● Work item:
An exact copy of the lines from the one containing "Tag one point per instance of the rusty" through the end of the material is all that is wanted; transcribe only those.

_ _ _

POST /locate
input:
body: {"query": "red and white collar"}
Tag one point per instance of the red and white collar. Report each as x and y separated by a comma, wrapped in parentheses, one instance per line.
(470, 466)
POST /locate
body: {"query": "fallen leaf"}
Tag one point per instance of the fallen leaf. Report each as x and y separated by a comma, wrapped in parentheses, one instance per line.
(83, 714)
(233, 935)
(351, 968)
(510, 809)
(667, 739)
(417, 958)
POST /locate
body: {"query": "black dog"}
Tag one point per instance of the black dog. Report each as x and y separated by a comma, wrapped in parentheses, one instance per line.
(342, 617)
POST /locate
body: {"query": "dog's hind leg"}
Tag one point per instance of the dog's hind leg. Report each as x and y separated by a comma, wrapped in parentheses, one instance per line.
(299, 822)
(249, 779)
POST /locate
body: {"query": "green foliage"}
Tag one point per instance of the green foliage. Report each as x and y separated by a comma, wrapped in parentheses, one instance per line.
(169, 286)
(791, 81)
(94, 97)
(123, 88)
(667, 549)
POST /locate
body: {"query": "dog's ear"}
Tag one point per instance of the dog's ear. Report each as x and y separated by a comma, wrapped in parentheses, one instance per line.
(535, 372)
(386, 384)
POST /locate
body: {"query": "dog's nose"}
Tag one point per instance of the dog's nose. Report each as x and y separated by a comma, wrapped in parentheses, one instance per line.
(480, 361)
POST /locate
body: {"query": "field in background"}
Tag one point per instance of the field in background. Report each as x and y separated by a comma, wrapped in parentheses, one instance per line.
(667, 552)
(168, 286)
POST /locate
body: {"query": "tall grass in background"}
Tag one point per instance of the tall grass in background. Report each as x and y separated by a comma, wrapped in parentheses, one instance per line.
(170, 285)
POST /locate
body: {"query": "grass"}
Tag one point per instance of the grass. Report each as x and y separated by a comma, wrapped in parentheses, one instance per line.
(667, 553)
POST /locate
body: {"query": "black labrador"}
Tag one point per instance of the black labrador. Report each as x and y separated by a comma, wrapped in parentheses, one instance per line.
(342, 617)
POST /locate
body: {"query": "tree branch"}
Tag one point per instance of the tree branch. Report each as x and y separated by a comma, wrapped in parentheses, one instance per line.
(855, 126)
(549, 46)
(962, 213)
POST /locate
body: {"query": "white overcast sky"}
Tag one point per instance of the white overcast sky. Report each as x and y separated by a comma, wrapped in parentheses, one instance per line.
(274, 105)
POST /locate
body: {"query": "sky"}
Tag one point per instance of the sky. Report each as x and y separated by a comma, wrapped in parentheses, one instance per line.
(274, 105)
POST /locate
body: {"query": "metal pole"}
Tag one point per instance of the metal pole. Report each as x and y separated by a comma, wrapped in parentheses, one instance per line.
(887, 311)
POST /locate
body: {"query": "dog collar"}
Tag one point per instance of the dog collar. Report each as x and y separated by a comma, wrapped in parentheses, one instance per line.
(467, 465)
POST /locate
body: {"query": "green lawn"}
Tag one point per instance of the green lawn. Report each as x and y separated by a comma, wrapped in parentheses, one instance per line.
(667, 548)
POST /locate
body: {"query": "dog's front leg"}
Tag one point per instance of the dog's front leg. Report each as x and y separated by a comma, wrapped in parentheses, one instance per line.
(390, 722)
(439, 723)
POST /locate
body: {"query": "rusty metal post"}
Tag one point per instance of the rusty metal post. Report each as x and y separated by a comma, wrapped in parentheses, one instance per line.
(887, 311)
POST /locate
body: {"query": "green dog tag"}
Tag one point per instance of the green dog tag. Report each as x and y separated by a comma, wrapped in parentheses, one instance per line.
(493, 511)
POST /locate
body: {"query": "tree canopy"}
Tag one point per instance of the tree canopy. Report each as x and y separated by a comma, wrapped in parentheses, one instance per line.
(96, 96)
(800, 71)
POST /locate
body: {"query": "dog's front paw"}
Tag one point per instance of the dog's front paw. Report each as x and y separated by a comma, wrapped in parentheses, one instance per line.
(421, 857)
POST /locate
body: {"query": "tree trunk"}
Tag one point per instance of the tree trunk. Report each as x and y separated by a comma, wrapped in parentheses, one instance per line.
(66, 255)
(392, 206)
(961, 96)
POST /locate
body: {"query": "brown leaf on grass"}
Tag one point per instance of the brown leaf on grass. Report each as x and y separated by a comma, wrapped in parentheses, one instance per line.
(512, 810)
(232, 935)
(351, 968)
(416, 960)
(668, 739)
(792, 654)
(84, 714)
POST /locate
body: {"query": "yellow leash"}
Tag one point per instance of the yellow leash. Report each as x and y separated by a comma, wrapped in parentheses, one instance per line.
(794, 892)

_ _ _

● Answer space:
Tag one point per instance of the rusty metal post. Report each as x and y separated by a comma, wrapped in parentheses, one instance per line.
(887, 311)
POST /locate
body: {"query": "green dog tag"}
Tag one point per instance of the green dog tag. Report each as x and y separated by a comma, wrapped in parentheses, one instance per line.
(493, 511)
POST /locate
body: {"query": "tree canopy"}
Tag one point per instance of the tree canopy. Report each as x and y separated by a comma, wrapped in parentheses, one instance per line.
(96, 96)
(800, 71)
POST /locate
body: {"query": "dog's front paw"}
Tag one point per instance of the dog's front paw. Report each as x and y separated by a comma, wrapped in parentheses, one instance per line.
(421, 857)
POST /locate
body: {"query": "tree trunk"}
Tag one point per instance of the tree trunk. Report each as x and y separated by a comma, wrapped in parentheses, one instance per line.
(66, 255)
(392, 206)
(961, 96)
POST /locate
body: {"query": "brown leaf on grass"}
Tag one point per instance of the brown leaf on grass. Report each as x and y separated by a comma, wrapped in parentheses, one instance per line.
(512, 810)
(232, 935)
(351, 968)
(416, 960)
(668, 739)
(792, 654)
(84, 714)
POST /locate
body: {"query": "yellow leash"}
Tag one point per instance of the yellow leash. Report each as x and y separated by a comma, wrapped in parentheses, one instance per line.
(794, 892)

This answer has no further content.